Objective 1 — In the Mill excerpt, what did many thousands of women petition Parliament to allow them?
┌─ Page text
Mill, John Stuart, written 1869, ed. Jonathan Bennett, 2009 | published on line

 

pp. 7-8

“Some will object that it’s not fair to compare the government of the male sex with the other forms of unjust power that I have discussed, because it is natural while the others are arbitrary and brought about by mere usurpation. But was there ever any domination that didn’t appear natural to those who possessed it? There was a time when the division of mankind into a small class of masters and a large class of slaves appeared, even to the most cultivated minds, to be the only natural condition of the human race! Aristotle, with his great intellect and his great contributions to the progress of human thought, held this opinion without doubt or misgiving; and his reason for it was the reason usually given for the dominion of men over women, namely that there are different natures among mankind, free natures and slave natures; that the Greeks were of a free nature, the barbarian races of Thracians and Asiatics of a slave nature. . . . It will be said that the rule of men over women differs from [other authority] in not being a rule of force, that it is accepted voluntarily, that women don’t complain, and are consenting parties to it. Well, the first point to make is that a great number of women do not accept it. Ever since there have been women able to make their sentiments known by their writings (the only form of going-public that society permits to them), increasingly many of them have protested against their present social condition; and recently many thousands of them, headed by the most eminent women known to the public, petitioned Parliament to allow them the vote. The claim of women to be educated as well and as broadly as men as men is urged with growing intensity and with a great prospect of success; while the demand for their admission into professions and occupations that have so far been closed to them becomes more urgent every year. [Mill speaks of movements along these lines in the USA and in some European countries. Then:] We can’t possibly know how many more women there are who silently have such hopes, but there are plenty of signs of how many would have them if they weren’t so strenuously taught to repress them as improper for their sex. It may have occurred to you that these examples concern only certain parts or aspects of the subjection of women, not the whole thing. Nothing much follows from that, however. No enslaved class ever asked for complete liberty at once.”
└─
┌─ Extracted material
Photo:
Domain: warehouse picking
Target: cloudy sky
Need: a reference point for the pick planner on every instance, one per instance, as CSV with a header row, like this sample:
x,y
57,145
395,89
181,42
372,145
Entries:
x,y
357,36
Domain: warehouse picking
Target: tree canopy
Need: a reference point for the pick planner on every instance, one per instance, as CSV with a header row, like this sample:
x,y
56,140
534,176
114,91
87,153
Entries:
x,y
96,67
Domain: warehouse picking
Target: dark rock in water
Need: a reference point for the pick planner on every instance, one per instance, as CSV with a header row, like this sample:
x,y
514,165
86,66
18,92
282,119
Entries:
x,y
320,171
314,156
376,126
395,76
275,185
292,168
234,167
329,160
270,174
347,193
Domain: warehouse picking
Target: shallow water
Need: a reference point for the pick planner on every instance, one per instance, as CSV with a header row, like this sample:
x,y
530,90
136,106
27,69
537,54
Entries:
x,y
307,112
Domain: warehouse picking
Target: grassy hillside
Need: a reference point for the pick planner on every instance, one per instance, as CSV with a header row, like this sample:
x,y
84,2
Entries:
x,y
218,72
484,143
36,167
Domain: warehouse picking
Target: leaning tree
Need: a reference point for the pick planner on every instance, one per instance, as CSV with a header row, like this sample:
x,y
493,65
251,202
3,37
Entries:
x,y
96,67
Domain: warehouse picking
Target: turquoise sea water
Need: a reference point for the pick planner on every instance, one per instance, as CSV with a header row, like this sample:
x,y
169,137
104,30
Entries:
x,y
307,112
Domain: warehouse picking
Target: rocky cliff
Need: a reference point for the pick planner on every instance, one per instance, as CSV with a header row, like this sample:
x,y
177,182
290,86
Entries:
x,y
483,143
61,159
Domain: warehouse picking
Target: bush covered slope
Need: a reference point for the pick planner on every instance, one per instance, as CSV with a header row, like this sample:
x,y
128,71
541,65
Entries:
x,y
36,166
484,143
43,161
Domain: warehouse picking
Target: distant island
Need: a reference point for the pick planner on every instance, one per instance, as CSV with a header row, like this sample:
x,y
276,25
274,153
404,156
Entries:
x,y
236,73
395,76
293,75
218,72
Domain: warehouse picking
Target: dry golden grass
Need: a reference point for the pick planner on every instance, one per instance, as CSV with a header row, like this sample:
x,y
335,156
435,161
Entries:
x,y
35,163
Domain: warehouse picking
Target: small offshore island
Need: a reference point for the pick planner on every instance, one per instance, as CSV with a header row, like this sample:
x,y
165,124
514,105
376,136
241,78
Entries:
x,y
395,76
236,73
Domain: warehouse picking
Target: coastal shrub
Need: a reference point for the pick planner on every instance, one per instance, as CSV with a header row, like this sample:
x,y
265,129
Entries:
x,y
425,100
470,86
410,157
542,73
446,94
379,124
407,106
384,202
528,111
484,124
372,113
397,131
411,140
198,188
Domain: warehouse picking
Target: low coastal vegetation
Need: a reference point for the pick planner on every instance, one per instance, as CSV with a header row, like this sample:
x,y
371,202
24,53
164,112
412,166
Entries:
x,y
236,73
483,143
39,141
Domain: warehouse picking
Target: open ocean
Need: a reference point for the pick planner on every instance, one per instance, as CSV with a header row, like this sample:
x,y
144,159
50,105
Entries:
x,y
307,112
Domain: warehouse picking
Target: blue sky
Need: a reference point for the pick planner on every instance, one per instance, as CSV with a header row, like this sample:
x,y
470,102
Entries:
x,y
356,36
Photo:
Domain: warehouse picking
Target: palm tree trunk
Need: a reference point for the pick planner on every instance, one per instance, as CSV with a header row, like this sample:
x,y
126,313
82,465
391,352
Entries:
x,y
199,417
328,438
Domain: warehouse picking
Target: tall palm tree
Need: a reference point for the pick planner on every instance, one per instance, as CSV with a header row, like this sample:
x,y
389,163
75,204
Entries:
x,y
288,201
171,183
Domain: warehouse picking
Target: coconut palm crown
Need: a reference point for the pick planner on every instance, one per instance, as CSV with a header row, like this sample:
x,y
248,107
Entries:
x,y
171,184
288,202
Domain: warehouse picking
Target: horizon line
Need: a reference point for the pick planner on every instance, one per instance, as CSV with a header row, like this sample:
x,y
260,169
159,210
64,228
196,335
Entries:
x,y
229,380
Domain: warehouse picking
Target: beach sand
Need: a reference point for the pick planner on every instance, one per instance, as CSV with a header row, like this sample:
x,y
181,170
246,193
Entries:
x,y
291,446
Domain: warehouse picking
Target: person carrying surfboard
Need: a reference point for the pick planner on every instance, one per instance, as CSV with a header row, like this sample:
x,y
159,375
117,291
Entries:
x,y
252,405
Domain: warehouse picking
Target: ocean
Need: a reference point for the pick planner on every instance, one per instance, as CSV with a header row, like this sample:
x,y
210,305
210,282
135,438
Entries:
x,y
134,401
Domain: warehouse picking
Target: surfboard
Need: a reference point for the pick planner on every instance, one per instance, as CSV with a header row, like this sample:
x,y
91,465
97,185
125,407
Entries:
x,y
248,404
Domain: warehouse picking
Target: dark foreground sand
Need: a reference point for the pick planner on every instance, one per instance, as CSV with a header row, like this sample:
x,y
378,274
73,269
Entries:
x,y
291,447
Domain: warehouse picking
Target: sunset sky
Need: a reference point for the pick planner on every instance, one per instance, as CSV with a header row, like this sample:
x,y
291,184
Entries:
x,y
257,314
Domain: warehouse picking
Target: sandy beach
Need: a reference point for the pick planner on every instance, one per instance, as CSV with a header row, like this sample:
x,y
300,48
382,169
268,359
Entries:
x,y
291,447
└─
Objective 2 — Please pick out every line of the listing that contains the string "coastal". Case counts.

Correct response 1 — To allow them the vote.

Correct response 2 —
Target: coastal shrub
Target: low coastal vegetation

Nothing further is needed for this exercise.